### What needs to be done
Transcribe all of the data exactly. Images stay out.

### Records shown
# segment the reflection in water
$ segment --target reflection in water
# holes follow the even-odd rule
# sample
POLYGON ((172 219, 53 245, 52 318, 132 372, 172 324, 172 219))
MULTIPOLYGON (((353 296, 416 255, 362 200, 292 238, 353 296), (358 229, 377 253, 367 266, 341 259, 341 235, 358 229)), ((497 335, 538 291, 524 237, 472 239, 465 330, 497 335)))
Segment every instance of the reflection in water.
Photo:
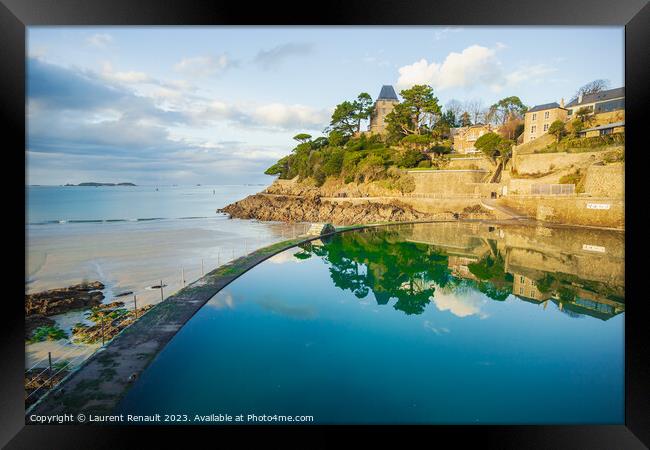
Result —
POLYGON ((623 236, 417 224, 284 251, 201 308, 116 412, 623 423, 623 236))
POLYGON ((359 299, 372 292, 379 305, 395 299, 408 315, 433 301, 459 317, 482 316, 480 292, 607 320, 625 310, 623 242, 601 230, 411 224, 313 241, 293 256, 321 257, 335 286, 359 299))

### Result below
# segment the reflection in water
$ segment --target reflection in water
# holes follow the even-odd rule
# sample
POLYGON ((172 219, 53 245, 52 318, 132 372, 172 324, 172 219))
MULTIPOLYGON (((353 296, 416 255, 362 200, 292 238, 353 296), (358 229, 377 253, 367 266, 341 259, 341 235, 358 229)), ((497 335, 538 291, 524 237, 472 239, 465 330, 497 335)))
Segment every instance of the reflection in water.
Photo:
Result —
POLYGON ((623 236, 417 224, 284 251, 201 308, 116 412, 623 423, 623 236))
POLYGON ((359 299, 372 292, 379 305, 395 299, 408 315, 433 301, 459 317, 482 316, 480 292, 607 320, 625 310, 623 242, 601 230, 411 224, 313 241, 293 256, 321 257, 335 286, 359 299))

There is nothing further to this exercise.